READING PASSAGE |
#####

NZ opposition leader says US and UK ‘left door open’ for China in Indo-Pacific

This article is more than 2 years old

Judith Collins criticises America as ‘foolish’ for walking away from free trade agreements

New Zealand’s opposition leader has hit out at the US and UK over China, saying their failure to adopt free trade agreements was “foolish” and increased Chinese dominance in the Indo-Pacific.

“If any criticism comes to New Zealand, as it often does about this close relationship with China and trade, my answer to everybody – whether they’re the US or UK – is: ‘So where’s our free trade agreement?’,” Judith Collins, leader of the centre-right National party, said in an interview with the Guardian on Friday.

Former US president Donald Trump withdrew from the Trans-Pacific Partnership trade deal in 2017 and the US did not join its replacement, the CPTPP. New Zealand began talks with the UK last year on a post-Brexit free trade deal, but it has not yet been made.

Collins said the US had been “foolish” to walk away from those free trade agreements. In doing so, Collins said: “What they did is that they opened up the gates for China to be even more important in the Pacific and Indo-Pacific region. They opened that up, and they left the door open, and they were ultimately foolish to do so. And that has actually caused the issue.

#####

RAW DATA |
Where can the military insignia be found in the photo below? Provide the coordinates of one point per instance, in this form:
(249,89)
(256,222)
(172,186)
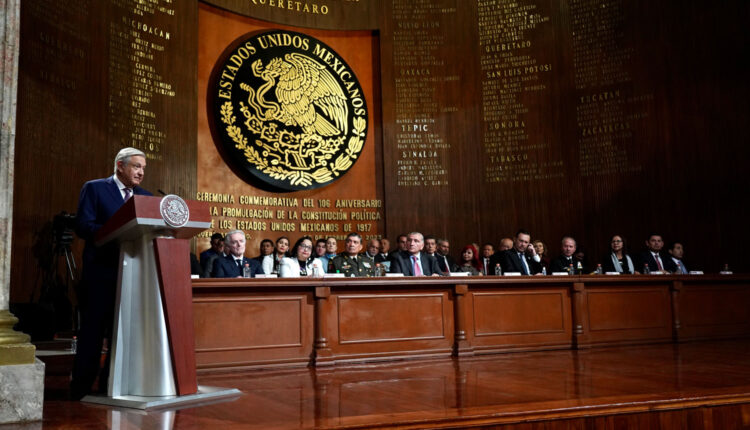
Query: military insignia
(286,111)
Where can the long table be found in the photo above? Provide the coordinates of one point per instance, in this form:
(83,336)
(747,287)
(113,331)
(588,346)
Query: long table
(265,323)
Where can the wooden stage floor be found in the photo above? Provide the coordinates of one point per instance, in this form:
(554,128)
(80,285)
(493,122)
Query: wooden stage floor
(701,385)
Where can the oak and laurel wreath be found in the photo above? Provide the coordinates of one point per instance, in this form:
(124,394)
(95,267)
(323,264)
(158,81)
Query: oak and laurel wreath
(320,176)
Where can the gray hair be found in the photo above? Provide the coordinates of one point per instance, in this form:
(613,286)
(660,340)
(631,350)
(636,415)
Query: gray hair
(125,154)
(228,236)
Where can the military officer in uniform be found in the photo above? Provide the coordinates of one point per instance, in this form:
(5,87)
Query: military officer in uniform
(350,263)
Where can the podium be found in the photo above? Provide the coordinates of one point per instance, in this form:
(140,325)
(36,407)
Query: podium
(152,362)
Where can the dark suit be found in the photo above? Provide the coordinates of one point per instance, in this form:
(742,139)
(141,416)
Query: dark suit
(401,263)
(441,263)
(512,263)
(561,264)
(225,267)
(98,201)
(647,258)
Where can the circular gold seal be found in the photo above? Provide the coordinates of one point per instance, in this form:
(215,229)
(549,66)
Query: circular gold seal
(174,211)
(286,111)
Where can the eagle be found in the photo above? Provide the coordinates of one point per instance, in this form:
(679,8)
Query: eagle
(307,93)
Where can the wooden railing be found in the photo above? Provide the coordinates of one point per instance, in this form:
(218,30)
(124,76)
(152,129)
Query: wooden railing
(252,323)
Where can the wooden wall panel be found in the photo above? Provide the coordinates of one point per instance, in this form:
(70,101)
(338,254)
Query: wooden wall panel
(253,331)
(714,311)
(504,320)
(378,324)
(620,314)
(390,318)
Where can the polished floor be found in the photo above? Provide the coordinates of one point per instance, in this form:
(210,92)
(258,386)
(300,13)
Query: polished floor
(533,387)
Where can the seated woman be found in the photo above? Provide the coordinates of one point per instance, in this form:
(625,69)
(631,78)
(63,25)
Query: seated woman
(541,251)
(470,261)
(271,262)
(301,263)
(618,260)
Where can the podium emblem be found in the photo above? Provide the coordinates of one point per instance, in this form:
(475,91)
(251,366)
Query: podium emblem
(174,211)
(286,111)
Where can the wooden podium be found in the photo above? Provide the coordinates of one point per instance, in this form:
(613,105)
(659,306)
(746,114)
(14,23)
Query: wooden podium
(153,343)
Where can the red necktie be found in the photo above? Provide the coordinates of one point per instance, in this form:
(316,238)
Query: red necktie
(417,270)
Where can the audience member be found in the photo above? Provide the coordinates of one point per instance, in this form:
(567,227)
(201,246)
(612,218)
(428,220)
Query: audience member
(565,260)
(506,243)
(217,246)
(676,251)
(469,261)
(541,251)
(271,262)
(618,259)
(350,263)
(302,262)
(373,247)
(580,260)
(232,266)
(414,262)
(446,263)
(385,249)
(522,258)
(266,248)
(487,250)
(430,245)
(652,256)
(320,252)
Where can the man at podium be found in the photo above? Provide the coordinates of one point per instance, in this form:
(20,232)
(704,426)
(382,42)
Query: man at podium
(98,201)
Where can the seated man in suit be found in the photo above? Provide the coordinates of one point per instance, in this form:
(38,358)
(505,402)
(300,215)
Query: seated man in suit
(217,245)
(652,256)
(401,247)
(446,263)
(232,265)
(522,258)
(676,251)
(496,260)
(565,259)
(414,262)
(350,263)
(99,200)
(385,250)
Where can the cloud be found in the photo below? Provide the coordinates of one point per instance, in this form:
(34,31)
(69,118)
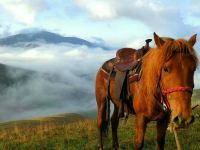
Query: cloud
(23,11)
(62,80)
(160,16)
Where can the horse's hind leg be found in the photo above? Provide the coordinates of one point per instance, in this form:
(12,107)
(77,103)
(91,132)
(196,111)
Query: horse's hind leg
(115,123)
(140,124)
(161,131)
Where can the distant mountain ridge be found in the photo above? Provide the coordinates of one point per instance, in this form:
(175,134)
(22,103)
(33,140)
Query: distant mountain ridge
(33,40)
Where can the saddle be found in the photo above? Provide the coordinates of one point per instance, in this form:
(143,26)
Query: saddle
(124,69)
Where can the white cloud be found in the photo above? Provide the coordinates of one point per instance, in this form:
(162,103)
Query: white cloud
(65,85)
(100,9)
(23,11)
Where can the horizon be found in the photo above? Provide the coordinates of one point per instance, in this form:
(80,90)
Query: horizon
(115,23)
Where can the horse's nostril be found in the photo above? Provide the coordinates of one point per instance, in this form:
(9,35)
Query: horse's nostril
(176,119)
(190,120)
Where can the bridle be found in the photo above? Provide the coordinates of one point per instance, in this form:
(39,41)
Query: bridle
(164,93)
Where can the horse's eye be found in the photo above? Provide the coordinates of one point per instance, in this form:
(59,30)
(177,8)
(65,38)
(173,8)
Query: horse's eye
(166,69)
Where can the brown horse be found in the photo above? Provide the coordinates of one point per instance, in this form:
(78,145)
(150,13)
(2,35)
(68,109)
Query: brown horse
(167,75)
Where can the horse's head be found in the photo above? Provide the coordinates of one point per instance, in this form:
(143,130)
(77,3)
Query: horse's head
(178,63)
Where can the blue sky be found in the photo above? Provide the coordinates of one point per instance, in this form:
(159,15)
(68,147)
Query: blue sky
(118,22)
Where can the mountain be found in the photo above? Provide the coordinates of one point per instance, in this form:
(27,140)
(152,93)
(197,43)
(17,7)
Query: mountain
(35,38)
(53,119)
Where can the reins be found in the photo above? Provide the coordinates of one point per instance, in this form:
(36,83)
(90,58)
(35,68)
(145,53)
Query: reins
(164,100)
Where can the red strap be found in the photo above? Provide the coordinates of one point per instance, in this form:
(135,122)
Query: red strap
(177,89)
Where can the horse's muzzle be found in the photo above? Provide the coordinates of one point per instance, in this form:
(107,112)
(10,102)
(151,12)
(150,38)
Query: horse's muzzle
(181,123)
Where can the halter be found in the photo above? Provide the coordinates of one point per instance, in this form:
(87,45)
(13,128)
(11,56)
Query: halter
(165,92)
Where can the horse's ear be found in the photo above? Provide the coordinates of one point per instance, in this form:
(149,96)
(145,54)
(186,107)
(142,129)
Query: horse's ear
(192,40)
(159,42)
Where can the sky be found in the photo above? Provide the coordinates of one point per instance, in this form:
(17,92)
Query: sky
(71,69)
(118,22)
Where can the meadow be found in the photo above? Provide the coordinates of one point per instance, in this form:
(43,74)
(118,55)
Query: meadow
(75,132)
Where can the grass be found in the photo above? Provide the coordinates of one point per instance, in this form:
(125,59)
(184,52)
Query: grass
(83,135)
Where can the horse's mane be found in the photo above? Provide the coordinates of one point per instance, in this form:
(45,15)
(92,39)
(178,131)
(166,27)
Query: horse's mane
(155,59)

#####

EXERCISES TO COMPLETE |
[1] In the article about New Zealand's opposition leader, which trade deal did Donald Trump withdraw from in 2017?
[2] Change "horse's mane" to "horse's tail" in the entries from the line containing "Where can the horse's mane" through the final line of the entries, both included. Give back only those lines, with nothing else altered.

SOLVED PROBLEMS |
[1] The Trans-Pacific Partnership

[2]
Where can the horse's tail be found in the photo above? Provide the coordinates of one point per instance, in this form:
(45,15)
(92,39)
(178,131)
(166,27)
Query: horse's tail
(155,59)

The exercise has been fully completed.